**Work task:** Each line of the listing should be reproduced exactly.

::: Excerpted records :::

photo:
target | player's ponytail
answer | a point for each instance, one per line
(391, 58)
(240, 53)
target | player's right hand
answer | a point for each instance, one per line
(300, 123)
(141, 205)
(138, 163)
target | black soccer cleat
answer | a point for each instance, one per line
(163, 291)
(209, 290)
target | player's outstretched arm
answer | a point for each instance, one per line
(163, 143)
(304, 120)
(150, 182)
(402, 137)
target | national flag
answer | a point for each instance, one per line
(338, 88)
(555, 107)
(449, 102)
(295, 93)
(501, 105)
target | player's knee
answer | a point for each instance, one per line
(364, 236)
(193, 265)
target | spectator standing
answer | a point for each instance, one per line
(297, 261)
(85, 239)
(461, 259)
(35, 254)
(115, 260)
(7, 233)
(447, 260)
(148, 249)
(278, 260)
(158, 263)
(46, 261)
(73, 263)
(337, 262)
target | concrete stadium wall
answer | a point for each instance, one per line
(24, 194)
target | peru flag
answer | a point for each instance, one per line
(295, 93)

:::

**Your solution:**
photo:
target | player's ponytail
answer | a point for each instance, one per line
(391, 58)
(240, 53)
target | player's right hand
answer | a point for each instance, one per line
(300, 123)
(141, 205)
(138, 163)
target | black soccer cleat
answer | a point for each instance, one per line
(163, 291)
(209, 290)
target | player's outstretched arm
answer | a point for each instance, one per line
(163, 143)
(304, 120)
(150, 182)
(402, 137)
target | national flag
answer | a point for each instance, one per line
(338, 88)
(555, 107)
(449, 102)
(295, 93)
(501, 105)
target | player's knee
answer | a point for each instance, one per line
(364, 236)
(193, 265)
target | spectator standing
answer | a point for each instance, one per line
(297, 261)
(85, 239)
(461, 259)
(35, 254)
(115, 260)
(7, 233)
(447, 260)
(148, 249)
(278, 260)
(158, 263)
(46, 261)
(73, 263)
(337, 262)
target | concrete stadium wall
answer | a point for each instance, one per line
(24, 194)
target | peru flag
answer | a point for each instance, one per line
(295, 93)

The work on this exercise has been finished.